Count the lines in the listing below that contain the string "badge". Give only the number.

++++ SUPPLIED MATERIAL ++++

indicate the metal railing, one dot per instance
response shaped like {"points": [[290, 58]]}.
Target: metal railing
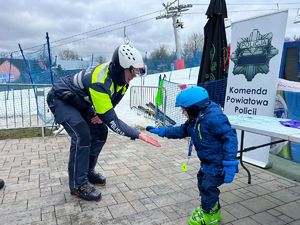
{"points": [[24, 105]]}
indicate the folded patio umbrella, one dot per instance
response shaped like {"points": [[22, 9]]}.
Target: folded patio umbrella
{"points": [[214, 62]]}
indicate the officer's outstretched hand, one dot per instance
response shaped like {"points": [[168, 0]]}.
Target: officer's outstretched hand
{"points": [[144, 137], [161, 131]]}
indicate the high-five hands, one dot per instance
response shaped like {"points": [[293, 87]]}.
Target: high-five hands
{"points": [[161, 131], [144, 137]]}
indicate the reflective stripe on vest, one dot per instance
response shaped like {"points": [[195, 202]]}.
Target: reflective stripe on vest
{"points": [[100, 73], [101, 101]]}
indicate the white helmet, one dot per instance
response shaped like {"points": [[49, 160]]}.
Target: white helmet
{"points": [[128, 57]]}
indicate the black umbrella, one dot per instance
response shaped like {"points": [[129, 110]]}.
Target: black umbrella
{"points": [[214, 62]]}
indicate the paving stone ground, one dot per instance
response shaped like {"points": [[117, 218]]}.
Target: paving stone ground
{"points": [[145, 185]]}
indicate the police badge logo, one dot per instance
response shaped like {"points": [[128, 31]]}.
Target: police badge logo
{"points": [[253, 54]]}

++++
++++ SUPPLIED MATERIAL ++++

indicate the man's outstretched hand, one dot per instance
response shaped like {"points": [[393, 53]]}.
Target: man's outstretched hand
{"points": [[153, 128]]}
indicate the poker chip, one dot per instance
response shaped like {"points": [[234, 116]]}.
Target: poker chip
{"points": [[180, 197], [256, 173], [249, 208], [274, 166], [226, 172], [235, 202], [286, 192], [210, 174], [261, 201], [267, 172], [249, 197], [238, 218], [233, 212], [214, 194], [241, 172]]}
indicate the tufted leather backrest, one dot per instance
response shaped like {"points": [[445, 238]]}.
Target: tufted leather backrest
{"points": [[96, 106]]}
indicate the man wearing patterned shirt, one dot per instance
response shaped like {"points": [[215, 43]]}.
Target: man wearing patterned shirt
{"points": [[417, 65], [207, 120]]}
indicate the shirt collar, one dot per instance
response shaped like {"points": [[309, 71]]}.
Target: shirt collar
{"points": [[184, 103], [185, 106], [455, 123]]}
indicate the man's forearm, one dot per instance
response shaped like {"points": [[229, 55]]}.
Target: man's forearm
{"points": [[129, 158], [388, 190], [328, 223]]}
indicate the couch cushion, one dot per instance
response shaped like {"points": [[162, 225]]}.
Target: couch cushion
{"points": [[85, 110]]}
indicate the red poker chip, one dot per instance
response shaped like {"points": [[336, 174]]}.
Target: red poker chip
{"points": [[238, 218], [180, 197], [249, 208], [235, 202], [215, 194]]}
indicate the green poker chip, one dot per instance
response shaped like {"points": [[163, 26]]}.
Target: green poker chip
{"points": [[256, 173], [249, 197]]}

++++

__ANSWER TO THIS PROBLEM__:
2